- _Your task_
Copy out the data below verbatim.

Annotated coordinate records
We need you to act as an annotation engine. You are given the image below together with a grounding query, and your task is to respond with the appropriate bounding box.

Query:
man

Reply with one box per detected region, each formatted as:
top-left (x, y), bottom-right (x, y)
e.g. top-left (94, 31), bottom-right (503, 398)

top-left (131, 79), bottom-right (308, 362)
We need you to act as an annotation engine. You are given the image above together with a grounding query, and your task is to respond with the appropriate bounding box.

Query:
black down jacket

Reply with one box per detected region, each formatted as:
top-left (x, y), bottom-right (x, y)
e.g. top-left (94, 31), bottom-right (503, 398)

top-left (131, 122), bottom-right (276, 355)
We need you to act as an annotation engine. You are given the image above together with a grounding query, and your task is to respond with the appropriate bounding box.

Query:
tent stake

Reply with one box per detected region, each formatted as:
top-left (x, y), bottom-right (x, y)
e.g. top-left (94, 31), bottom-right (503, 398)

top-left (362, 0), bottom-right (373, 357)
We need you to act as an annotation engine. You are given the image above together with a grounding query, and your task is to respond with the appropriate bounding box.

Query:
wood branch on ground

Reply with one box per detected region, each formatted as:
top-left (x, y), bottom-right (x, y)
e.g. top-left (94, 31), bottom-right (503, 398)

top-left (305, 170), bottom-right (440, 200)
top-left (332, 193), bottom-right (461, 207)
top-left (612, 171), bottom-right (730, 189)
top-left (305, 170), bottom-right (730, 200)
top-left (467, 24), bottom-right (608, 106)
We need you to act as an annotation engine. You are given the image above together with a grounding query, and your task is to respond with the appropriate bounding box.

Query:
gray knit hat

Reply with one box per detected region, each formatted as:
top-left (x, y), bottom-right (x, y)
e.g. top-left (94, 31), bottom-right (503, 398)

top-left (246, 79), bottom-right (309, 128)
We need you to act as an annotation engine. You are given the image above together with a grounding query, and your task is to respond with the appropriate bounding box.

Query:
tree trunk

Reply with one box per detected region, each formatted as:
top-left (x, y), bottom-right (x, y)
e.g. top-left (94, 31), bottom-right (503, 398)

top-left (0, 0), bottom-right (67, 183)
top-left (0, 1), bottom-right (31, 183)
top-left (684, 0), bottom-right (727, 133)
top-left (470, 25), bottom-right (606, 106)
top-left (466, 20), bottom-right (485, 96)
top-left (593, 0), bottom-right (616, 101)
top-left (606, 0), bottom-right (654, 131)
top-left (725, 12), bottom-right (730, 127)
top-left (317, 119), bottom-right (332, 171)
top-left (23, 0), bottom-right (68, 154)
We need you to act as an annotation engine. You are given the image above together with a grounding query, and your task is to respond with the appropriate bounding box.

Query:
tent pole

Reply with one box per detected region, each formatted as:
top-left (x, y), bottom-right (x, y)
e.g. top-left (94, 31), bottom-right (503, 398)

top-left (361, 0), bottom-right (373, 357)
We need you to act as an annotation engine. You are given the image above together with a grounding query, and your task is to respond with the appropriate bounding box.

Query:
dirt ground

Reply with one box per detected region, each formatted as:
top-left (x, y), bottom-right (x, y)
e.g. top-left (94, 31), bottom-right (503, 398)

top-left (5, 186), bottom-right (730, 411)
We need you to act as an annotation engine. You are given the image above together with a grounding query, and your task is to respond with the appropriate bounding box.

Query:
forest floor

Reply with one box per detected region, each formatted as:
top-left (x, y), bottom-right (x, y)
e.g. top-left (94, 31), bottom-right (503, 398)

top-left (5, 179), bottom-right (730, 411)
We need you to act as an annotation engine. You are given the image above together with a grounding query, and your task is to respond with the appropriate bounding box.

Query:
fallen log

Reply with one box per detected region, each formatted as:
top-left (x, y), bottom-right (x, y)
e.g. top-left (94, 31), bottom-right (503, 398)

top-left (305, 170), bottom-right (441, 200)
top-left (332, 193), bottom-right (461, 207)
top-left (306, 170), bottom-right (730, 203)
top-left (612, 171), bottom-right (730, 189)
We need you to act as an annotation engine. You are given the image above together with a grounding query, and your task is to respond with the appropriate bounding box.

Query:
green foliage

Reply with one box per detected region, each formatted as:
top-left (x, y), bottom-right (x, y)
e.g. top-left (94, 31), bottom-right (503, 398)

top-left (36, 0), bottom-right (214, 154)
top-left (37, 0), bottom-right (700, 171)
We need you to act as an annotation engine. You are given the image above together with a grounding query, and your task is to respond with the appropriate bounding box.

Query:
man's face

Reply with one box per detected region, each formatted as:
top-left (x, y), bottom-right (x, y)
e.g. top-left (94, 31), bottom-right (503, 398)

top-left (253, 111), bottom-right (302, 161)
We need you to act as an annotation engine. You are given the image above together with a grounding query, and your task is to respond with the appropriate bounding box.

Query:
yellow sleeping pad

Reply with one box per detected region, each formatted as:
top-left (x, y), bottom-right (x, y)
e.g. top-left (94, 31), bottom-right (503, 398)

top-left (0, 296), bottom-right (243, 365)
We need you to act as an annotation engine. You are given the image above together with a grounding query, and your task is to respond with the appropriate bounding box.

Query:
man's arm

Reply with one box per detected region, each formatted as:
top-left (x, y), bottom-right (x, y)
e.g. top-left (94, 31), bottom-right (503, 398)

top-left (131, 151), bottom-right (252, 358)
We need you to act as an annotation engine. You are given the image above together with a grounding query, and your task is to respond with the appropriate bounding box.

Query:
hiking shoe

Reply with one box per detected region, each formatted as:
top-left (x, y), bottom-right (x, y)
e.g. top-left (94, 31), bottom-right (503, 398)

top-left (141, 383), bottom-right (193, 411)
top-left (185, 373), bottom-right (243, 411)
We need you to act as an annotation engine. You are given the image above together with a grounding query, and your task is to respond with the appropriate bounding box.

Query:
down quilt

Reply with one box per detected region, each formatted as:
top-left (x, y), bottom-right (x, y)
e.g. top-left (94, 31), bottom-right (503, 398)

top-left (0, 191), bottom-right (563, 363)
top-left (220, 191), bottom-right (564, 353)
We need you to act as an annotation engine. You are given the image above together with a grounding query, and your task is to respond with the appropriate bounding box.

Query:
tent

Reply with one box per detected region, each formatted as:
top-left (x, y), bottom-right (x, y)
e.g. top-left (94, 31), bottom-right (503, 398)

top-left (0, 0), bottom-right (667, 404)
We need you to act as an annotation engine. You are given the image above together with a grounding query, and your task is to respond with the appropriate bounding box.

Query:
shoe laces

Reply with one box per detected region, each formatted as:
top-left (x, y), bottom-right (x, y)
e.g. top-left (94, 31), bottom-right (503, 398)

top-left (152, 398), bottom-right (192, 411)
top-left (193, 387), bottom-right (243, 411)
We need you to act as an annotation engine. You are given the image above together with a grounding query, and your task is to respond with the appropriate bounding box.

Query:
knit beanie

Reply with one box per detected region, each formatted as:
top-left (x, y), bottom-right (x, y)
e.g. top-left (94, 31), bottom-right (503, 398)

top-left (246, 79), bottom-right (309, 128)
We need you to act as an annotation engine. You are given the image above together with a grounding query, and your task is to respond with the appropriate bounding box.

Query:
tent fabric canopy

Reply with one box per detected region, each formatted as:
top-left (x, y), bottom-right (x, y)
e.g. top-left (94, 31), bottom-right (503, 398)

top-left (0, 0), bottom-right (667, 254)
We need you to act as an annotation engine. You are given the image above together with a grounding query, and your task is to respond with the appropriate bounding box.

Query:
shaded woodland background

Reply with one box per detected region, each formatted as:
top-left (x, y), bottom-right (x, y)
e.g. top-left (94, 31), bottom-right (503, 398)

- _Exercise solution_
We need you to act as an annotation engine. You are given the image below together with a grounding query, and your task is to respond with the appropriate bounding box.

Query:
man

Reply with one box per detected region, each formatted as:
top-left (x, y), bottom-right (x, y)
e.g. top-left (94, 31), bottom-right (503, 398)

top-left (131, 79), bottom-right (308, 362)
We need you to act as an annotation engine. You are given the image above together with a grounding query, and your task is to respond with the appropriate bounding box.

Query:
black down jacket

Reply with one box per detected region, each formatted as:
top-left (x, y), bottom-right (x, y)
e.g. top-left (94, 31), bottom-right (503, 398)

top-left (131, 122), bottom-right (276, 355)
We need you to act as an annotation engine. You are given the image above together with a grounding query, and your task is to respond with the appropriate bounding box.

Query:
tent stake

Reply with one box per detected region, each formatted as:
top-left (x, y), bottom-right (x, y)
e.g. top-left (94, 31), bottom-right (503, 398)

top-left (362, 0), bottom-right (373, 357)
We need you to act as an annotation engine. You are given the image above together with a grounding query, and your task is to respond with the appropriate bounding box.

Query:
wood branch on ground

Reply with one box per detected region, each formatted as:
top-left (x, y), bottom-right (x, y)
e.g. top-left (94, 31), bottom-right (503, 398)

top-left (305, 170), bottom-right (440, 200)
top-left (332, 193), bottom-right (461, 207)
top-left (612, 171), bottom-right (730, 189)
top-left (305, 170), bottom-right (730, 200)
top-left (467, 24), bottom-right (608, 106)
We need you to act as an annotation engine. You are given the image above together with a grounding query, and your task is to respond with the appropriate bounding box.

Query:
gray knit hat

Reply with one box per detected region, each formatted as:
top-left (x, y), bottom-right (x, y)
e.g. top-left (94, 31), bottom-right (503, 398)

top-left (246, 79), bottom-right (309, 128)
We need you to act as an annotation engine. You are given the image above together with a grounding query, and your task is to respond with the appropriate bounding box.

Query:
tree trunk

Reply with one box per detected region, each formatted as:
top-left (x, y), bottom-right (x, y)
e.g. top-left (94, 31), bottom-right (503, 398)

top-left (0, 0), bottom-right (67, 183)
top-left (0, 1), bottom-right (31, 183)
top-left (684, 0), bottom-right (727, 133)
top-left (470, 25), bottom-right (606, 106)
top-left (466, 20), bottom-right (485, 96)
top-left (593, 0), bottom-right (616, 101)
top-left (606, 0), bottom-right (654, 131)
top-left (725, 12), bottom-right (730, 127)
top-left (317, 119), bottom-right (332, 171)
top-left (23, 0), bottom-right (68, 154)
We need you to act as an annotation engine. You are given the image above together with a grounding query, and your task is to respond with the appropriate bounding box.

Query:
tent pole

Reply with one box per detected region, each formatted as:
top-left (x, y), bottom-right (x, y)
e.g. top-left (94, 31), bottom-right (503, 398)

top-left (361, 0), bottom-right (373, 357)
We need you to act as an annotation engine. You are given the image above together with a grounding query, and your task is to respond with the appropriate bounding box.

Query:
dirt ground

Reply with one box per detected region, each formatted as:
top-left (x, y), bottom-right (x, y)
e.g. top-left (94, 31), bottom-right (503, 398)

top-left (5, 186), bottom-right (730, 411)
We need you to act as an annotation engine. You are given the image above together with a grounding query, and your task is to respond with the appropriate bounding box.

Query:
forest floor

Reply with one box per detected region, each formatted as:
top-left (x, y), bottom-right (x, y)
e.g. top-left (94, 31), bottom-right (503, 398)

top-left (5, 179), bottom-right (730, 411)
We need you to act as an annotation engine. You are given the image above together with a grounding query, and your task is to respond with the appropriate bounding box.

Query:
fallen log

Reply with one box per detected region, each formatted as:
top-left (x, y), bottom-right (x, y)
e.g. top-left (94, 31), bottom-right (503, 398)

top-left (305, 170), bottom-right (441, 200)
top-left (332, 193), bottom-right (461, 207)
top-left (306, 170), bottom-right (730, 203)
top-left (612, 171), bottom-right (730, 189)
We need you to act as an annotation engine. You are given the image above together with a grounding query, and your task is to respond with the appropriate bounding box.

Query:
green foliage

Reply with one box per detected region, each formatted as:
top-left (x, y), bottom-right (x, y)
e.g. top-left (94, 31), bottom-right (503, 398)

top-left (36, 0), bottom-right (214, 154)
top-left (37, 0), bottom-right (700, 171)
We need you to act as an annotation engine. You are given the image above together with a grounding query, and your task is to respond with the appropriate bounding box.

Query:
man's face

Reply with one box per detected region, each formatted as:
top-left (x, y), bottom-right (x, y)
e.g. top-left (94, 31), bottom-right (503, 398)

top-left (253, 111), bottom-right (302, 161)
We need you to act as an annotation engine. You are given the image above together with a grounding query, and your task is to respond with the appropriate bounding box.

Query:
yellow sleeping pad

Reply with one box per detected region, each formatted as:
top-left (x, y), bottom-right (x, y)
e.g. top-left (94, 31), bottom-right (503, 398)

top-left (0, 296), bottom-right (243, 365)
We need you to act as an annotation engine. You are given the image above together with a grounding query, and your task is to respond with the appropriate bounding box.

Query:
man's arm

Reply with one box per detected region, each formatted as:
top-left (x, y), bottom-right (x, y)
e.g. top-left (94, 31), bottom-right (503, 398)

top-left (131, 151), bottom-right (252, 358)
We need you to act as an annotation engine. You are given the image above together with a grounding query, and your task is to respond with the appropriate bounding box.

Query:
hiking shoe

Reply with one box per detected region, each formatted as:
top-left (x, y), bottom-right (x, y)
e.g. top-left (94, 31), bottom-right (503, 398)

top-left (141, 383), bottom-right (193, 411)
top-left (185, 373), bottom-right (243, 411)
We need you to act as an annotation engine. You are given the image above together with a grounding query, and your task is to respond with the appropriate bounding box.

Query:
down quilt

Reply with one box per detected region, each formatted as:
top-left (x, y), bottom-right (x, y)
e.g. top-left (94, 31), bottom-right (503, 398)

top-left (0, 191), bottom-right (563, 363)
top-left (220, 191), bottom-right (564, 353)
We need you to act as an annotation engine. You are given the image above together with a grounding query, and your task is to respond with the appropriate bounding box.

Query:
tent

Reply with one box per detected region, each formatted as:
top-left (x, y), bottom-right (x, y)
e.g. top-left (94, 31), bottom-right (503, 398)

top-left (0, 0), bottom-right (667, 404)
We need you to act as an annotation engine. You are given the image above together with a grounding query, and your task is to respond with the appropriate bounding box.

Query:
shoe laces

Reply with one box per detected region, each formatted as:
top-left (x, y), bottom-right (x, y)
e.g. top-left (94, 31), bottom-right (503, 398)

top-left (152, 398), bottom-right (192, 411)
top-left (193, 387), bottom-right (243, 411)
We need you to act as an annotation engine. You are given the image above together with a grounding query, and your task is to respond with the appropriate bounding box.

Query:
knit beanie

Reply with one box per detected region, each formatted as:
top-left (x, y), bottom-right (x, y)
e.g. top-left (94, 31), bottom-right (503, 398)

top-left (246, 79), bottom-right (309, 128)
We need you to act as an annotation engine. You are given the image above together with a grounding query, and your task is to respond with the appropriate bounding box.

Query:
tent fabric canopy

Reply with one box per detected region, each formatted as:
top-left (x, y), bottom-right (x, y)
e.g. top-left (94, 31), bottom-right (503, 398)

top-left (0, 0), bottom-right (667, 254)
We need you to act as an annotation engine. You are given the image above together with a grounding query, and your task is to respond with the appropriate bounding box.

Query:
shaded woodland background

Reply with one box per detected region, each formatted as:
top-left (x, y), bottom-right (x, y)
e.g. top-left (94, 31), bottom-right (503, 398)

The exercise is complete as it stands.